** What to produce **
In the records below, locate the line containing "One keypoint belongs to every instance. Tag the dark", then output that line and all later lines exactly, through the last one.

○ ○ ○ ○ ○

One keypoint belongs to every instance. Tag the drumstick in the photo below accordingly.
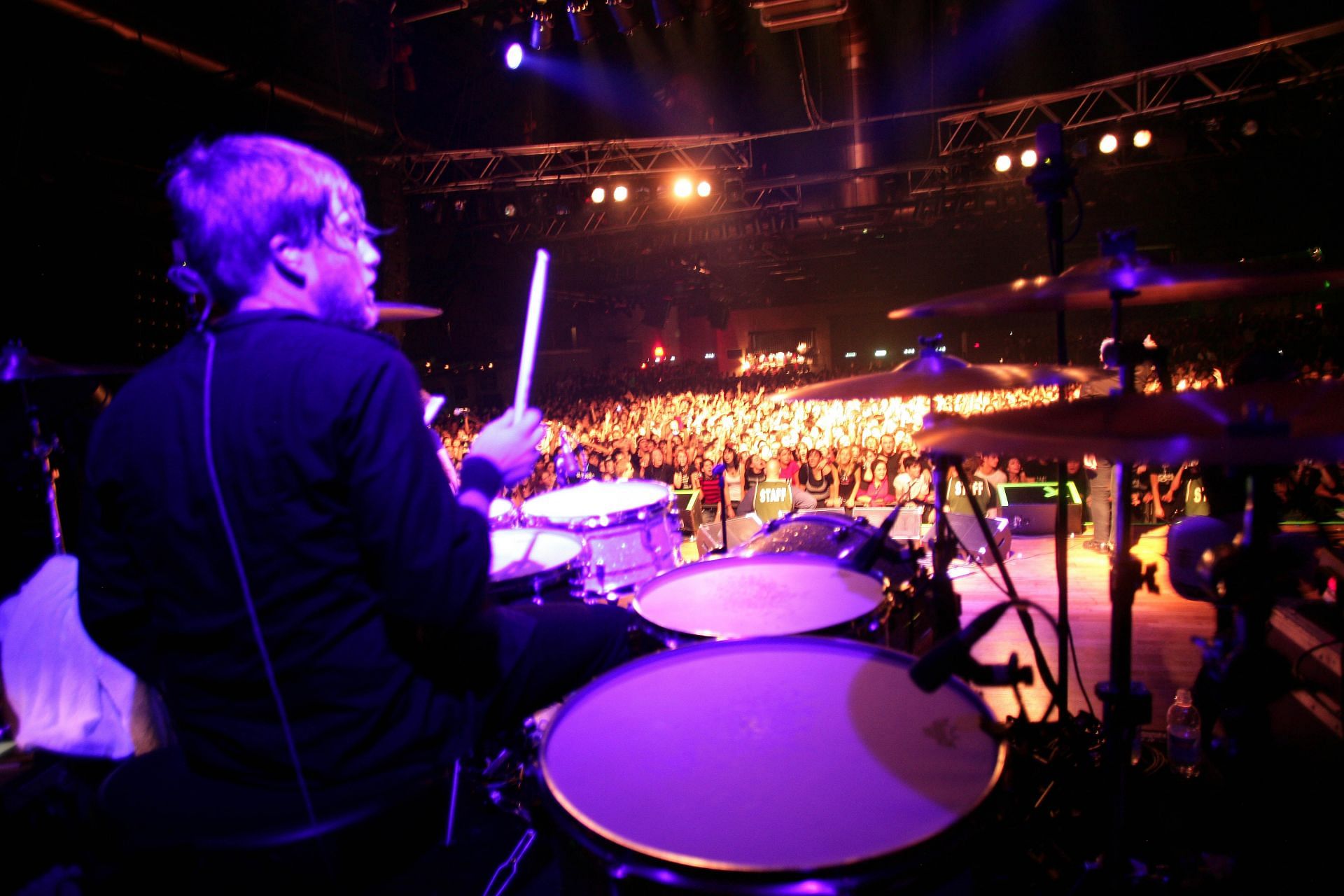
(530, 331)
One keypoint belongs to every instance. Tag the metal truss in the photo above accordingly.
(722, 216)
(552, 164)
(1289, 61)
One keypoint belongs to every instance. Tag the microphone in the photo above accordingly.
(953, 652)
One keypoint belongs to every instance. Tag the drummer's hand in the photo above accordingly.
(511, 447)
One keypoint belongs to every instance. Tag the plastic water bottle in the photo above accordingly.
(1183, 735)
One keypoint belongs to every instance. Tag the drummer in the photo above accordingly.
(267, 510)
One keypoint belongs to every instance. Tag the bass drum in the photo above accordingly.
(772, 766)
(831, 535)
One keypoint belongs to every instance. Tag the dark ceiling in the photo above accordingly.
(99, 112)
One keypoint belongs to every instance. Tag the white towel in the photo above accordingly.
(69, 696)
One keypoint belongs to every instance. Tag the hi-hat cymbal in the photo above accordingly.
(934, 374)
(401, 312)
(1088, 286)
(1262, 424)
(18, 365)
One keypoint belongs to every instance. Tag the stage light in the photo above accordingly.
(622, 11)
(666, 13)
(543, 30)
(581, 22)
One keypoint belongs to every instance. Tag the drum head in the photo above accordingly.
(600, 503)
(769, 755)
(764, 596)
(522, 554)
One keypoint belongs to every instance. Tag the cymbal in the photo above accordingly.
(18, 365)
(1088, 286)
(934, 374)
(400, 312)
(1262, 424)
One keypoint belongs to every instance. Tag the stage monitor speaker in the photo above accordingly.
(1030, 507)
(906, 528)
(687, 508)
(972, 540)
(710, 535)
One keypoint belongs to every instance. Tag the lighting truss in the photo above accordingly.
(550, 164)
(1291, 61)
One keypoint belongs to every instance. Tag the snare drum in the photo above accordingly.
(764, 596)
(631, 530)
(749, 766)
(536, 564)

○ ○ ○ ○ ○

** Output below **
One keypoint belongs to every instance. Tag the dark ceiling in the photo above accordingly.
(99, 112)
One keypoint belongs to every instance. Tag the white towel in the photo above accordingly.
(69, 696)
One keypoint belongs to every instance. Tag the hi-hat cymbal in the photo above accordingly.
(934, 374)
(401, 312)
(1088, 286)
(1262, 424)
(18, 365)
One keypoint belongs to every instance. Tag the stage light in the photo above accordingly.
(622, 11)
(666, 13)
(543, 30)
(581, 22)
One keypoint belongs to every instance. Tag the drum head in the photo above accordingly.
(600, 503)
(769, 755)
(764, 596)
(522, 554)
One keypoint belongs to every instance. Tag the cymbal in the photo above accordingly.
(18, 365)
(1088, 286)
(934, 374)
(400, 312)
(1262, 424)
One keypoint belongs to every instance. Tag the stage monitor speaker in the photo above accordingly.
(1030, 507)
(906, 528)
(687, 508)
(972, 540)
(710, 535)
One keypoint belongs to every instance. Tag the lighting truss in the photo above accordingly.
(550, 164)
(1291, 61)
One keypoint belongs to every instance. Tag the snare drum in the photo above accordingly.
(764, 596)
(631, 530)
(749, 766)
(536, 564)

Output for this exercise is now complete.